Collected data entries

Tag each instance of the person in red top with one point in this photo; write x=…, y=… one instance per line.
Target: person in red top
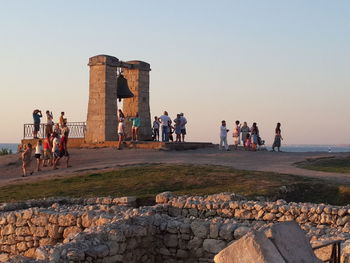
x=63, y=150
x=47, y=151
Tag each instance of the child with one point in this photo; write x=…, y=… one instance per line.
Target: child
x=236, y=134
x=247, y=143
x=156, y=129
x=121, y=128
x=136, y=123
x=39, y=154
x=55, y=150
x=223, y=136
x=171, y=131
x=27, y=159
x=47, y=152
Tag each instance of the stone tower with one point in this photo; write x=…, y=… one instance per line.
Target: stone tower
x=138, y=81
x=102, y=119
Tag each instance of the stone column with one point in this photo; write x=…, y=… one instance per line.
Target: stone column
x=138, y=81
x=102, y=108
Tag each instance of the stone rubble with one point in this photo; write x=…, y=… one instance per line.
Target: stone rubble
x=178, y=229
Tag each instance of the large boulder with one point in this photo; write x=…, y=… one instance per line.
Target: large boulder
x=253, y=247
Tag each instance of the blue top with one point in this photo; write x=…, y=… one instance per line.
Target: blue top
x=36, y=117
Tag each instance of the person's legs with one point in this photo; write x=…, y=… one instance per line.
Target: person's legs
x=24, y=168
x=67, y=160
x=137, y=133
x=163, y=133
x=120, y=139
x=221, y=143
x=38, y=164
x=167, y=131
x=225, y=143
x=133, y=133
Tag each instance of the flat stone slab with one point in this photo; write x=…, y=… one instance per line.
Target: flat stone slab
x=253, y=247
x=291, y=242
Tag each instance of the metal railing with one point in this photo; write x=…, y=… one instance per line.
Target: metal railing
x=76, y=130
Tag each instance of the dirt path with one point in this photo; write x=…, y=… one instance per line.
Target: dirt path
x=86, y=160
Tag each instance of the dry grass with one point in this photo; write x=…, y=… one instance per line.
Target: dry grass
x=149, y=180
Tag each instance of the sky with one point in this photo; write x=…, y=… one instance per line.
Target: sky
x=255, y=61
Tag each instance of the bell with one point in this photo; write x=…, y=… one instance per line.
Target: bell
x=123, y=90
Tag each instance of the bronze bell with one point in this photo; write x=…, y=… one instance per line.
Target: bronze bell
x=123, y=90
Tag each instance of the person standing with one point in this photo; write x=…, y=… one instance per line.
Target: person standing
x=121, y=128
x=49, y=123
x=236, y=134
x=278, y=138
x=61, y=120
x=183, y=126
x=63, y=151
x=47, y=151
x=136, y=123
x=255, y=136
x=178, y=126
x=223, y=136
x=36, y=117
x=55, y=150
x=27, y=159
x=164, y=121
x=39, y=154
x=245, y=131
x=156, y=129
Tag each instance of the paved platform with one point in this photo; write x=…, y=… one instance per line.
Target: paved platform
x=80, y=143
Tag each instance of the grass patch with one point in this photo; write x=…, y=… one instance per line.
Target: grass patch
x=330, y=164
x=148, y=180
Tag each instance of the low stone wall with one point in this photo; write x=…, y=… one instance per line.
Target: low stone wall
x=229, y=205
x=177, y=229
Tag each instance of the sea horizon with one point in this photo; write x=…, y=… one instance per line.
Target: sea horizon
x=286, y=148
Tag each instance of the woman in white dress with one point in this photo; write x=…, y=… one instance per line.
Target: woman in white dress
x=121, y=128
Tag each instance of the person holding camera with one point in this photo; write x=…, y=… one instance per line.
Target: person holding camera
x=36, y=117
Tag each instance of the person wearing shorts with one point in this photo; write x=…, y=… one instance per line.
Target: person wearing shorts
x=183, y=126
x=121, y=128
x=39, y=154
x=156, y=129
x=27, y=159
x=55, y=150
x=47, y=151
x=36, y=117
x=136, y=123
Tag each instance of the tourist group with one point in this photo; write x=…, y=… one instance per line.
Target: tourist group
x=250, y=137
x=163, y=123
x=49, y=151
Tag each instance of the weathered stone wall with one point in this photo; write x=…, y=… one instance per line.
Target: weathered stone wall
x=178, y=229
x=233, y=206
x=138, y=81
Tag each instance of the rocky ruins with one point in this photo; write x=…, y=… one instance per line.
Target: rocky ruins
x=176, y=229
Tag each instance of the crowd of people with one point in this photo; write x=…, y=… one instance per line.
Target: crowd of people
x=48, y=151
x=248, y=137
x=162, y=126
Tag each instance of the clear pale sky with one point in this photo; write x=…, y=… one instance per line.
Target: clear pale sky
x=263, y=61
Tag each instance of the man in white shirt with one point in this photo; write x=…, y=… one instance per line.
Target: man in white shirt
x=183, y=126
x=165, y=121
x=223, y=136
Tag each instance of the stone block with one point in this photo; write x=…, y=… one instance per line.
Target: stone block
x=254, y=247
x=291, y=242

=== TASK ===
Render the lines of the data above as a Markdown table with the columns "Row" and "Line," numbering each row and omitting blank lines. Leave the pictures out of the answer.

=== EXERCISE ANSWER ===
| Row | Line |
|---|---|
| 1 | Tag each instance of the person in red top with one point in this photo; write x=…, y=… one instance per line. |
| 2 | Target: person in red top |
| 3 | x=63, y=150 |
| 4 | x=47, y=151 |
| 5 | Tag each instance of the child with one point in this photo; write x=…, y=… one instance per line. |
| 6 | Target: child |
| 7 | x=236, y=134 |
| 8 | x=247, y=143 |
| 9 | x=156, y=129 |
| 10 | x=121, y=128 |
| 11 | x=136, y=123 |
| 12 | x=39, y=154 |
| 13 | x=55, y=150 |
| 14 | x=223, y=136 |
| 15 | x=171, y=131 |
| 16 | x=27, y=159 |
| 17 | x=47, y=152 |
| 18 | Tag each instance of the stone tower with one point in this photo; write x=…, y=… one instance per line. |
| 19 | Target: stone tower |
| 20 | x=138, y=81 |
| 21 | x=102, y=119 |
| 22 | Tag each instance of the stone column with one point in this photo; write x=…, y=… one instance per line. |
| 23 | Target: stone column |
| 24 | x=138, y=81 |
| 25 | x=102, y=108 |
| 26 | Tag each instance of the stone rubble with one point in this photo; write x=…, y=… one instance per line. |
| 27 | Target: stone rubble |
| 28 | x=178, y=229 |
| 29 | Tag each instance of the large boulder with one point in this photo; write x=…, y=… one instance per line. |
| 30 | Target: large boulder |
| 31 | x=253, y=247 |
| 32 | Tag each instance of the blue top with one point in this photo; write x=…, y=… one instance per line. |
| 33 | Target: blue top |
| 34 | x=36, y=117 |
| 35 | Tag each instance of the person's legs with one point in this photo; write x=…, y=… one instance per line. |
| 36 | Target: person's legs |
| 37 | x=24, y=168 |
| 38 | x=67, y=160 |
| 39 | x=137, y=133 |
| 40 | x=163, y=133 |
| 41 | x=120, y=139 |
| 42 | x=221, y=143 |
| 43 | x=38, y=164 |
| 44 | x=167, y=131 |
| 45 | x=225, y=143 |
| 46 | x=133, y=133 |
| 47 | Tag each instance of the flat stone slab with one point in this photo; write x=…, y=… one instance per line. |
| 48 | Target: flat stone slab |
| 49 | x=253, y=247 |
| 50 | x=291, y=242 |
| 51 | Tag each instance of the metal railing with one point in this photo; write x=…, y=… one instance per line. |
| 52 | Target: metal railing |
| 53 | x=76, y=130 |
| 54 | Tag each instance of the dirt path with one point in this photo; write x=…, y=… one instance per line. |
| 55 | Target: dirt path |
| 56 | x=86, y=160 |
| 57 | Tag each instance of the dry grass with one point in this photo; write x=…, y=… one instance per line. |
| 58 | Target: dry grass |
| 59 | x=149, y=180 |
| 60 | Tag each instance of the sky with one point in this photo; write x=…, y=… one instance per line. |
| 61 | Target: sky |
| 62 | x=255, y=61 |
| 63 | Tag each instance of the bell with one point in this photo; write x=…, y=… one instance per line. |
| 64 | Target: bell |
| 65 | x=123, y=90 |
| 66 | Tag each instance of the bronze bell with one point in this photo; write x=…, y=… one instance per line. |
| 67 | Target: bronze bell |
| 68 | x=123, y=90 |
| 69 | Tag each instance of the person standing with one point in this photo; write x=…, y=… one instance per line. |
| 70 | Target: person standing |
| 71 | x=121, y=128 |
| 72 | x=49, y=123 |
| 73 | x=236, y=134 |
| 74 | x=278, y=138 |
| 75 | x=61, y=120 |
| 76 | x=183, y=126 |
| 77 | x=63, y=151 |
| 78 | x=47, y=151 |
| 79 | x=136, y=123 |
| 80 | x=255, y=136 |
| 81 | x=178, y=126 |
| 82 | x=223, y=136 |
| 83 | x=36, y=117 |
| 84 | x=55, y=150 |
| 85 | x=27, y=159 |
| 86 | x=164, y=121 |
| 87 | x=39, y=154 |
| 88 | x=245, y=131 |
| 89 | x=156, y=129 |
| 90 | Tag each instance of the paved platform with one point in this photo; write x=…, y=… one instance per line. |
| 91 | Target: paved platform |
| 92 | x=80, y=143 |
| 93 | Tag each instance of the grass patch with one point in this photo; write x=…, y=… one instance per line. |
| 94 | Target: grass patch |
| 95 | x=330, y=164 |
| 96 | x=148, y=180 |
| 97 | Tag each instance of the low stone wall with one point in this photo; write x=…, y=… one instance per line. |
| 98 | Target: low stone wall |
| 99 | x=229, y=205 |
| 100 | x=177, y=229 |
| 101 | Tag each instance of the sea horizon with one point in this photo; write x=…, y=… one instance per line. |
| 102 | Target: sea horizon |
| 103 | x=286, y=148 |
| 104 | Tag each instance of the woman in white dress with one point in this photo; write x=…, y=… one instance per line. |
| 105 | Target: woman in white dress |
| 106 | x=121, y=128 |
| 107 | Tag each instance of the person holding camera with one point in this photo; write x=…, y=… one instance per line. |
| 108 | Target: person holding camera |
| 109 | x=36, y=117 |
| 110 | Tag each instance of the person wearing shorts with one point in this photo; write x=…, y=… one instance per line. |
| 111 | Target: person wearing shorts |
| 112 | x=183, y=126 |
| 113 | x=121, y=128 |
| 114 | x=39, y=154 |
| 115 | x=156, y=129 |
| 116 | x=27, y=159 |
| 117 | x=55, y=150 |
| 118 | x=47, y=151 |
| 119 | x=36, y=117 |
| 120 | x=136, y=123 |
| 121 | Tag each instance of the tourist group with one point in this photo; write x=…, y=… one instance per line. |
| 122 | Target: tourist group |
| 123 | x=250, y=137 |
| 124 | x=163, y=123 |
| 125 | x=49, y=151 |
| 126 | Tag each instance of the weathered stone wall with one point in this photo; write x=…, y=… one instance per line. |
| 127 | Target: weathered stone wall |
| 128 | x=178, y=229 |
| 129 | x=233, y=206 |
| 130 | x=138, y=81 |
| 131 | Tag each instance of the rocky ruins with one point in this photo; write x=…, y=… one instance per line. |
| 132 | Target: rocky ruins |
| 133 | x=176, y=229 |
| 134 | Tag each instance of the crowd of people with one point in this photo; write x=…, y=… one instance per line. |
| 135 | Target: crowd of people |
| 136 | x=48, y=151 |
| 137 | x=248, y=137 |
| 138 | x=162, y=126 |
| 139 | Tag each instance of the clear pale sky with one point in this photo; write x=…, y=… one instance per line. |
| 140 | Target: clear pale sky |
| 141 | x=263, y=61 |
| 142 | Tag each instance of the man in white shirt with one point in this photo; write x=…, y=… one instance per line. |
| 143 | Target: man in white shirt |
| 144 | x=183, y=126 |
| 145 | x=165, y=121 |
| 146 | x=223, y=136 |
| 147 | Tag each instance of the stone block with one point in this photo; write x=…, y=… one instance per line. |
| 148 | Target: stone block |
| 149 | x=254, y=247 |
| 150 | x=291, y=242 |